● **Challenge**: Output the line containing "Practice step: label each instance of the white saucer" and all subsequent lines of the listing below, copied exactly, with no other lines.

Records of labeled points
================================

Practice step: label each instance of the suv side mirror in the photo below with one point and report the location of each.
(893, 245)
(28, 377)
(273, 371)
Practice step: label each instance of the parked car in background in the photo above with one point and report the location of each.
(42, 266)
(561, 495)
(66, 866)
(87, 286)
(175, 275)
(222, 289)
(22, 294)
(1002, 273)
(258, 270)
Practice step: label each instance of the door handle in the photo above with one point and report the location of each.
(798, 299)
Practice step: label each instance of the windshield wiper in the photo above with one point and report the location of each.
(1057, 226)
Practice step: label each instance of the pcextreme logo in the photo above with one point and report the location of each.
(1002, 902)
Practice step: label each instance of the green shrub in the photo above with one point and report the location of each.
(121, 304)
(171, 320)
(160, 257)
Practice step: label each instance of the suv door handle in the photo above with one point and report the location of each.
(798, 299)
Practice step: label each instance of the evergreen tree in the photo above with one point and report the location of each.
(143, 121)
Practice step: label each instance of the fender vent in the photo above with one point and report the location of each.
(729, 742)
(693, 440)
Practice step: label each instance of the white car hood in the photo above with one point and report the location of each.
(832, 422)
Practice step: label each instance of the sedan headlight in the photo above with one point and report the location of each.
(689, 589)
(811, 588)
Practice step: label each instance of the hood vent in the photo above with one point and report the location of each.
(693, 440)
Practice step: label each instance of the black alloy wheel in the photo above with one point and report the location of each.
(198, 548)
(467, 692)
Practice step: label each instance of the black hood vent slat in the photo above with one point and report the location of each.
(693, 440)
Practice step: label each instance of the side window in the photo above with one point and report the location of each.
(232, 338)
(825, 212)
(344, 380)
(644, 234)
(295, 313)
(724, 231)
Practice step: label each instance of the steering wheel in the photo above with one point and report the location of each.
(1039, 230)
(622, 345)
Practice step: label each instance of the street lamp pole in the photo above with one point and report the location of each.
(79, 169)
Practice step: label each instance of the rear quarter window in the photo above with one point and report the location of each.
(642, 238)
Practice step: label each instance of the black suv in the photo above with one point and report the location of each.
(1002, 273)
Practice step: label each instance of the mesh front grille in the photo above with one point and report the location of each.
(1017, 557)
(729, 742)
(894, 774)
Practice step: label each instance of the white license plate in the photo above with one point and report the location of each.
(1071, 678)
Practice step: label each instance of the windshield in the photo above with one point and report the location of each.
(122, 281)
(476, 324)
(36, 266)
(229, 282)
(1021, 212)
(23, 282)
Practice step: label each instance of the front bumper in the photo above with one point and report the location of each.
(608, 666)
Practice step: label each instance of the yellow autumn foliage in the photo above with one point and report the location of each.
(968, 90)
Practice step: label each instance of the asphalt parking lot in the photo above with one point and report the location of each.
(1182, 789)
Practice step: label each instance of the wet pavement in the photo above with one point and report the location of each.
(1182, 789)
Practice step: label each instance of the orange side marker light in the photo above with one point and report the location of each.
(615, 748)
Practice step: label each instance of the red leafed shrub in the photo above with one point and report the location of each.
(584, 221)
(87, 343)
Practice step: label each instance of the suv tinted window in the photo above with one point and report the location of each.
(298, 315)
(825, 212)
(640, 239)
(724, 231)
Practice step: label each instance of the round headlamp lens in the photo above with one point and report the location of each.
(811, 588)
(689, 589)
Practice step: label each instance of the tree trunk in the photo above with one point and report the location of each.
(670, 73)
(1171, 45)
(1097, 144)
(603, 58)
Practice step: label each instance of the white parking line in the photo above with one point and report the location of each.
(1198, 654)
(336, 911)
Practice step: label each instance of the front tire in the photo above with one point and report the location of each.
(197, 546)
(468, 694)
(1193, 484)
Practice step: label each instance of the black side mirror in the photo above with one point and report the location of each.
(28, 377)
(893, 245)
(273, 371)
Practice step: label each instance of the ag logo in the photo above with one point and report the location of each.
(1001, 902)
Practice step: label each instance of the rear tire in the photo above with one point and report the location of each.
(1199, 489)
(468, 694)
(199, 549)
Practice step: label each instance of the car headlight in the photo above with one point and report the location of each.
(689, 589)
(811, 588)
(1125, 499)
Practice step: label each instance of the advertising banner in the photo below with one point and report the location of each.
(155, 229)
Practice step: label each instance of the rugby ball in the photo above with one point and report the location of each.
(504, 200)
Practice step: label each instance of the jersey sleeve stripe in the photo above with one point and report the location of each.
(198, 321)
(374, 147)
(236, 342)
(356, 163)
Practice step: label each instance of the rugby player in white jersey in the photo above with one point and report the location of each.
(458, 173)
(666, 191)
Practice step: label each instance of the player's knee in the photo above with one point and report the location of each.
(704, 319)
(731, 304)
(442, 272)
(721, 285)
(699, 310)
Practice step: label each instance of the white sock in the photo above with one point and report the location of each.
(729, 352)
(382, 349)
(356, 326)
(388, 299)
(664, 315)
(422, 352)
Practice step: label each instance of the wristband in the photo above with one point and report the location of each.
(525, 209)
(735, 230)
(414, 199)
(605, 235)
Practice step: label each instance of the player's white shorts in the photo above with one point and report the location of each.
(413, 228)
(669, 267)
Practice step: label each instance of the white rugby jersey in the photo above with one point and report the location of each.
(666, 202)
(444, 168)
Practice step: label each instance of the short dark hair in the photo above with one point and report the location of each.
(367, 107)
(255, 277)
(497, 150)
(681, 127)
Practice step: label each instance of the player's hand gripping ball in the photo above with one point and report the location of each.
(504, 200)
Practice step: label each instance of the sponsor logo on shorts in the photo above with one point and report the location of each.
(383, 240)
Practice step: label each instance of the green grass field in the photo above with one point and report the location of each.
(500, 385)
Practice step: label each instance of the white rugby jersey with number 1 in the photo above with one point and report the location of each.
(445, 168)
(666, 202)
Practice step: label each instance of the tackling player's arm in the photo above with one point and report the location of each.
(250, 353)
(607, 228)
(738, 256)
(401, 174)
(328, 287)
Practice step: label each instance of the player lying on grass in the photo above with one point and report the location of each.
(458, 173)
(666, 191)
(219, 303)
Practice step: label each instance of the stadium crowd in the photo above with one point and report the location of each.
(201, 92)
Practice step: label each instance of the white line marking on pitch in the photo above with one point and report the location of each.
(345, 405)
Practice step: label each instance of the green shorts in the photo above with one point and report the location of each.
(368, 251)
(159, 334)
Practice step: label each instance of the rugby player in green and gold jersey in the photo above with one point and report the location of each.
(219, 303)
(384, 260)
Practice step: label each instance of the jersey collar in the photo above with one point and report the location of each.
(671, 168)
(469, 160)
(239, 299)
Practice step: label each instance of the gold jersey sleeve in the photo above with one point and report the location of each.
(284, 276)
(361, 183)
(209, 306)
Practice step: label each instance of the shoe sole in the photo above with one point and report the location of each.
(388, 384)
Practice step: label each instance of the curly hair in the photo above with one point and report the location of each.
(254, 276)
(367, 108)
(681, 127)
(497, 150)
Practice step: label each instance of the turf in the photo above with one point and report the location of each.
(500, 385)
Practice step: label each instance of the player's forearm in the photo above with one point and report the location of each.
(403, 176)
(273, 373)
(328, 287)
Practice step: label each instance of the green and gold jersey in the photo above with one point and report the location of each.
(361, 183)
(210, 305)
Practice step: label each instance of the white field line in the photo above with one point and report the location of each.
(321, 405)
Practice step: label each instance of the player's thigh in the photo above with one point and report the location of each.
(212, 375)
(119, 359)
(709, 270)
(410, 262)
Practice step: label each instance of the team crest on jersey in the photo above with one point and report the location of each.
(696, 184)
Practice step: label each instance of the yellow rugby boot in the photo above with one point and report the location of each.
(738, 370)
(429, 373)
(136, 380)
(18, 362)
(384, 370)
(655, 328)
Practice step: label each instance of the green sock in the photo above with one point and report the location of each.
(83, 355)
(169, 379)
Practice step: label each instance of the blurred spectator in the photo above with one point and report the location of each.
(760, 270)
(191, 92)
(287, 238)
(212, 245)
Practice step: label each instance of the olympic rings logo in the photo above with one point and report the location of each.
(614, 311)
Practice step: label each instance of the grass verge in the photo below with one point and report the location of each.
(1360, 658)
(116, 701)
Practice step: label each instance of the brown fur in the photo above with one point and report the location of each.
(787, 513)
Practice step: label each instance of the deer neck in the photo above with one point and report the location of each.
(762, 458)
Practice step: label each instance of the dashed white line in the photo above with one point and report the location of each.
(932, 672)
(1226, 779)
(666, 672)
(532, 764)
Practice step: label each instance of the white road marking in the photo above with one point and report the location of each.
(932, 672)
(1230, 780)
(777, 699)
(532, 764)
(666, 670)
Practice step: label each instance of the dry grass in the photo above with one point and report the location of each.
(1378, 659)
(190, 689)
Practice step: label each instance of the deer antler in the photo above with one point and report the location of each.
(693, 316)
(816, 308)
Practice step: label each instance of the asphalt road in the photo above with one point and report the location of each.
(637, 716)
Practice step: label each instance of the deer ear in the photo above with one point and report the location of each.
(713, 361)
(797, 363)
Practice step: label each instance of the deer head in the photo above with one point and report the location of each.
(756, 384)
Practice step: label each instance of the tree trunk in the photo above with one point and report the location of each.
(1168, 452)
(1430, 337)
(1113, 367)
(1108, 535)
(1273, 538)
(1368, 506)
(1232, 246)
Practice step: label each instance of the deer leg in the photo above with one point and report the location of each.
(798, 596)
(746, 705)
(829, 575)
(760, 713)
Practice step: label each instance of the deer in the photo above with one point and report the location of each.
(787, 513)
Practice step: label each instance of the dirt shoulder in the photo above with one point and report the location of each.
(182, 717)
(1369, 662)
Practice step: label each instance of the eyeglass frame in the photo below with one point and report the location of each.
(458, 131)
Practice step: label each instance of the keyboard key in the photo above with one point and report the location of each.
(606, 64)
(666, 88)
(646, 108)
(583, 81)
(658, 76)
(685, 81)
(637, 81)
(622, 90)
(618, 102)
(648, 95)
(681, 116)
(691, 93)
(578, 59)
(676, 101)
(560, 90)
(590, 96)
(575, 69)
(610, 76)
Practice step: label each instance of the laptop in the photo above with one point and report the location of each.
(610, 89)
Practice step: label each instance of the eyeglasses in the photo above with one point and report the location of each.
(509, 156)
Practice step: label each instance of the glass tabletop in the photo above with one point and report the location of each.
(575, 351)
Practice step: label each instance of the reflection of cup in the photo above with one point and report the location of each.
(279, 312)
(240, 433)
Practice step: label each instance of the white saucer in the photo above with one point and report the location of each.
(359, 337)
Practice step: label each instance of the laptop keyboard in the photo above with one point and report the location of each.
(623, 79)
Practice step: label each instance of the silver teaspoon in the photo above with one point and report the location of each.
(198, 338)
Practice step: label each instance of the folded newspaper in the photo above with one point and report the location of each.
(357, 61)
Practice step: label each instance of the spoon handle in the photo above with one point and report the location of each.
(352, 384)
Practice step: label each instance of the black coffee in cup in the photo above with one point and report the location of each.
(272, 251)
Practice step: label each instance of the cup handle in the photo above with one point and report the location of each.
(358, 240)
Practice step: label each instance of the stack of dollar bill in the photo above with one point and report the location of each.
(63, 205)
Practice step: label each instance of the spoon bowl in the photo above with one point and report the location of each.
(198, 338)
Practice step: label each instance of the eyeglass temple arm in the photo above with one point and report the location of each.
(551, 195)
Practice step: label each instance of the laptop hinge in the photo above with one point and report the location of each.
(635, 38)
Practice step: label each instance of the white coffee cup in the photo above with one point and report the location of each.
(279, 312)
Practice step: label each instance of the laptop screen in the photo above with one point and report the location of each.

================================

● **Answer to the task**:
Practice step: label each instance of the white saucer in the photo above with one point and report the location of each.
(359, 337)
Practice step: label each instance of the laptop keyboard in the photo above with one point and report the location of each.
(623, 79)
Practice step: label each instance of the silver teaspoon in the photo above with one point and report the location of each.
(198, 338)
Practice step: label each instance of the folded newspaper in the photo above with one point and report the location of each.
(357, 61)
Practice step: label each instance of the spoon handle in the photo above with one point and report the location of each.
(352, 384)
Practice step: label each instance of the black coffee in cup in the photo above with one point and report the location of each.
(272, 251)
Practice step: label each instance of the cup handle in the photo above with one point and report the location of each.
(358, 240)
Practice step: label each instance of the stack of dollar bill in the photo above with one point and report the location of each.
(63, 205)
Practice step: label each instance of the spoon bowl in the photo above with one point and report the location of each.
(198, 338)
Practice step: label each instance of the eyeglass temple arm in the photo above with one point and report the location of each.
(551, 195)
Practice step: label each instance of the laptop hinge in the photo above with one point and report the location of each.
(635, 38)
Practice step: label each instance of the white coffee cup in the photo above with one point and report the location of each.
(279, 312)
Practice step: label each instance of the laptop screen in the photo above with one point and report the location of each.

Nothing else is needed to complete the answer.